Text excerpt -
++++++++
THE DODIES are a garage rock duo from Israel’s southern desert. Yoni Avittan is the primary vocalist and guitarist for the band, while Ran Aronson sings background vocals while simultaneously playing bass lines on the keyboard and the whole drum set with the other hand.
‘Floating in Limbo’ was co-produced by ‘Bumblefoot’ Ron Thal (Sons Of Apollo/ex-Guns N’ Roses) and recorded in Ireland by the Garage Rock combo.
Since its release, the album’s first song, “No Silver Lining,” has been featured on Spotify’s All New Rock playlist and has been accompanied with a funny TikTok-themed music video. “I was blown away – great songwriters, performers, and lots of personality. Together they’re a sight to be seen” says Ron ‘Bumblefoot’ Thal. Check out the song and the song and the exclusive interview below:
1. Can you tell us a bit about where you come from and how it all got started?
THE DODIES: We grew up together in a small town in southern Israel, a suburb full of palm trees in the middle of the desert. There we started a Hebrew punk band under the name ‘WeSuck’ when we were 14 years old and recorded live songs of Ran bashing away on drums while Yoni screamed into a cheap 20 Shekel microphone. Later on, we evolved into The Dodies and managed to develop connections to the States.
2. Did you have any formal training or are you self-taught?
THE DODIES: Yoni had a friend teach him a few chords but wasn’t very persistent with teachers. Ran took drumming lessons from various teachers for more than ten years.
3. Who were your first and strongest musical influences and why the name The Dodies?
THE DODIES: We grew up listening to Major Alt rock bands, mostly bands from the 90’s like Nirvana, Radiohead, Placebo, Soundgarden.
The name ‘The Dodies’ came from a nickname Yoni’s family gave him as a child, Dodie. He just thought it could be a catchy name for a band
4. What do you feel are the key elements in your music that should resonate with listeners, and how would you personally describe your sound?
THE DODIES: Our first album “IT’S ONE HELL OF A RIDE” mainly focuses on Yoni’s battle with depression and was mostly written while he was in a day care program in a mental institution.
Our second Album “FLOATING IN LIMBO”, which recently came out, is more about the process in between. Trying to accept your obliviousness to yourself in order to gain more insight about your sick patterns.
Our third album “DREAMISM” (which has yet to be recorded) focuses on overcoming depression, and the insights that helped Yoni create healthier connections with people.
The sound itself is a raw, roomy garage type of rock. The albums were mostly recorded live and without a metronome. We don’t have a bass player so Ran mostly drums one handed while playing a keyboard synthesizer with his free hand, keeping the drum parts simple. We also plug my guitar into a bass amp for certain songs to create a massive sound and free Ran to drum like a wild beast. The songs themselves are diverse and sound like mixtures of different rock styles.
++++++++
Entries pointing to labeled objects:
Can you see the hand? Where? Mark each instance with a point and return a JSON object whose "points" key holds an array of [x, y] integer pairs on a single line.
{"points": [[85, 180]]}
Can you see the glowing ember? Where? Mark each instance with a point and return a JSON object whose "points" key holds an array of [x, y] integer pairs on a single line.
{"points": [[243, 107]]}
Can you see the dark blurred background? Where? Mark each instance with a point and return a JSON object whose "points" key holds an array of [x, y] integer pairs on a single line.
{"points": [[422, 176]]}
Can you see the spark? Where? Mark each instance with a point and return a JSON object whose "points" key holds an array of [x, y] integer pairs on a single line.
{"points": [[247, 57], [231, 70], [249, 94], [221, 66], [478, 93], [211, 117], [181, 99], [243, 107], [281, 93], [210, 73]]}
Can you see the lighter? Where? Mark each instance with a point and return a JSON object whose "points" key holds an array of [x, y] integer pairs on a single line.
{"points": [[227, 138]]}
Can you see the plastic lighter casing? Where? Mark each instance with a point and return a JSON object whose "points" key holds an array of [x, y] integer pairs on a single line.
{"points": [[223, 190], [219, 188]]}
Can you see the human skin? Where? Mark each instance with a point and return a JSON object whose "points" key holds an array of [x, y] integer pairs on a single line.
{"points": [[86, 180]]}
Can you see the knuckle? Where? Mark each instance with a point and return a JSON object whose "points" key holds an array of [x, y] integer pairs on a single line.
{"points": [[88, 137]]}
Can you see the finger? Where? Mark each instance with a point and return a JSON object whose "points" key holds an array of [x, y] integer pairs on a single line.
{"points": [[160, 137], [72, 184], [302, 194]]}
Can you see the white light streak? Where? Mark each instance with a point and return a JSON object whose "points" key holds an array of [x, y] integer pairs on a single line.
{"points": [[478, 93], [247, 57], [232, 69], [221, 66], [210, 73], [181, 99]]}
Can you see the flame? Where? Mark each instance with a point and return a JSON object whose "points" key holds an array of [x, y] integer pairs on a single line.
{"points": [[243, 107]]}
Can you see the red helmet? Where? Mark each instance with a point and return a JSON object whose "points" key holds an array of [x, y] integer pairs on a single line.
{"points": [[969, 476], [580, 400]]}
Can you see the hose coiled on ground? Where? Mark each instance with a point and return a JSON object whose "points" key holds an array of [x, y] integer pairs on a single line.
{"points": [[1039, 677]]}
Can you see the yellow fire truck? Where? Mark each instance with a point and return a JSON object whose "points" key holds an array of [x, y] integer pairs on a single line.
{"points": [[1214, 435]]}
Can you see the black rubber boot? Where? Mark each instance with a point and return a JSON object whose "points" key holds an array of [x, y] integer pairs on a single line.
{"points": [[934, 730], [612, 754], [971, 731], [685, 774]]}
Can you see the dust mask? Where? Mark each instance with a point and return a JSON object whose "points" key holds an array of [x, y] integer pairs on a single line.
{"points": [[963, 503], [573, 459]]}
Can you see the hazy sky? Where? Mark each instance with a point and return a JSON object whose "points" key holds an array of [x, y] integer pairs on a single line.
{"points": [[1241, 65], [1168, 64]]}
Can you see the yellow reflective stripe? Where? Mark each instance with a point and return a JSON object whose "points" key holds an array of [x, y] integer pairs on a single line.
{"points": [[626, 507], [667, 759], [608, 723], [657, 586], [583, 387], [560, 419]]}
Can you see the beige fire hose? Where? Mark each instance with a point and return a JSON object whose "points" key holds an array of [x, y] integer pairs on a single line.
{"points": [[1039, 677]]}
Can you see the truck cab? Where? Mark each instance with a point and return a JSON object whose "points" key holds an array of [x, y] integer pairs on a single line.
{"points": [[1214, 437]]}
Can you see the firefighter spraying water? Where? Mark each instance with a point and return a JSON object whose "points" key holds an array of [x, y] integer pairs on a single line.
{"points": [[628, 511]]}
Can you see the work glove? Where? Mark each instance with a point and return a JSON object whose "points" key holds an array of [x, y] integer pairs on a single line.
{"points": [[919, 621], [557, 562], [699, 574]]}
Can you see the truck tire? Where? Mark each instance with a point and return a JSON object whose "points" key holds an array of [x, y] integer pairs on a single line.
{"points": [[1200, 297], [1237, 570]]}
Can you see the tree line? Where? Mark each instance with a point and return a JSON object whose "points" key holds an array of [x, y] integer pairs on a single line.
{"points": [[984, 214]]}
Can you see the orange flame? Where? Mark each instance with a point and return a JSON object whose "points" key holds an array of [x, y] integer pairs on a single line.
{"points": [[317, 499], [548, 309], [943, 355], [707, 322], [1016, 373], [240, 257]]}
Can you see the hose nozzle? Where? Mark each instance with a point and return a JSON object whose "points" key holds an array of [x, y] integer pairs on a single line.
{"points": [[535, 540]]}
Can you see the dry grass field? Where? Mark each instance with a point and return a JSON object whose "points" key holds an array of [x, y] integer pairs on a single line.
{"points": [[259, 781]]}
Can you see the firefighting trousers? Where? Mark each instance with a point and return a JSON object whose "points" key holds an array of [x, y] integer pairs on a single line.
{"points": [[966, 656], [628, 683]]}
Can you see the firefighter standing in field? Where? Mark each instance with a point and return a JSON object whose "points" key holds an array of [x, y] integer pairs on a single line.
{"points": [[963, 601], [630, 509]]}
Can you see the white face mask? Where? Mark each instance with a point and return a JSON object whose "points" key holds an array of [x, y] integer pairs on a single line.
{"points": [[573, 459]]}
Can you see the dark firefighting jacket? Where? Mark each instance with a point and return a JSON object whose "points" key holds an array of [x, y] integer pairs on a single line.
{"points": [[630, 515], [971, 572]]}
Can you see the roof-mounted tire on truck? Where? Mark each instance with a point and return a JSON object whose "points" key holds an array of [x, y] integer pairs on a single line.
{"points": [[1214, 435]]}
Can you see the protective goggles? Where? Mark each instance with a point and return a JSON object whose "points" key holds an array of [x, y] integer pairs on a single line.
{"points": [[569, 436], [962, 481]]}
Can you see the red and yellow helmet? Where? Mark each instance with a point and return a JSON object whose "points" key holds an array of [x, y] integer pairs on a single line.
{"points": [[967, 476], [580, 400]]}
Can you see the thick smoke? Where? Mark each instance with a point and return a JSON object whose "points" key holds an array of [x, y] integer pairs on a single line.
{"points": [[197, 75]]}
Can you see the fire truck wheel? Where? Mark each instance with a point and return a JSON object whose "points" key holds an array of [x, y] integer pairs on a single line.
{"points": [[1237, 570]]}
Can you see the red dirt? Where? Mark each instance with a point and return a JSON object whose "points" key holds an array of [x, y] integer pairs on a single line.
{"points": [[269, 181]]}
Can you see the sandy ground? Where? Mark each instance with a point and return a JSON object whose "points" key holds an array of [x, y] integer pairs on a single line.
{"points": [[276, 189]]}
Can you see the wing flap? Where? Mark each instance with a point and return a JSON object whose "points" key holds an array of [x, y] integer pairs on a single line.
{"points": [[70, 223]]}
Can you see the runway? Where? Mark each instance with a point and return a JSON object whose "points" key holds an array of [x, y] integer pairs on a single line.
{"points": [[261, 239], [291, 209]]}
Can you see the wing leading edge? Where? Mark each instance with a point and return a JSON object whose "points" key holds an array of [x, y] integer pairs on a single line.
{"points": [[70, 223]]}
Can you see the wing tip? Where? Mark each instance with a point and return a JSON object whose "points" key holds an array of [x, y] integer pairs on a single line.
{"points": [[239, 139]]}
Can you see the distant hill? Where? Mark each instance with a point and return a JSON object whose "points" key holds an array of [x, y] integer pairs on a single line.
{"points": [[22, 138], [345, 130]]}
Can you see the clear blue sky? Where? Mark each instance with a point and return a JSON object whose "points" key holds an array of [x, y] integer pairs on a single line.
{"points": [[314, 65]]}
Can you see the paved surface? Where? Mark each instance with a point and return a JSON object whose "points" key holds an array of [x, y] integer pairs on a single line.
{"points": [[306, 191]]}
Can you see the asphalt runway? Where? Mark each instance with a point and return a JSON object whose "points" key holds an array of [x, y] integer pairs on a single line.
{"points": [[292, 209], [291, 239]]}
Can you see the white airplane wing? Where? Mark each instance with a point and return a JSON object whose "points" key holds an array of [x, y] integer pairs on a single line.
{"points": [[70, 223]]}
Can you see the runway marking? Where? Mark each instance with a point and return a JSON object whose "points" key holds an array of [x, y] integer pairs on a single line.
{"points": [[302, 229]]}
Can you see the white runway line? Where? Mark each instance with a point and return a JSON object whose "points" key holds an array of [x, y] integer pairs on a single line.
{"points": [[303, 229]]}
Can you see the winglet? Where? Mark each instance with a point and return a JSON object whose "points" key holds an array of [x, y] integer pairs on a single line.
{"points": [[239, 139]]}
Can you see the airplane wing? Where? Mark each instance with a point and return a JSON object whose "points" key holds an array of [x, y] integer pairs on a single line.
++++++++
Exercises to complete -
1 – According to the interview with The Dodies, in which country was "Floating in Limbo" recorded?
2 – State how many lines of the records contain the string "dust". Give the number alone.
The records bear no relation to the interview.

Answers below -
1 – Ireland.

2 – 1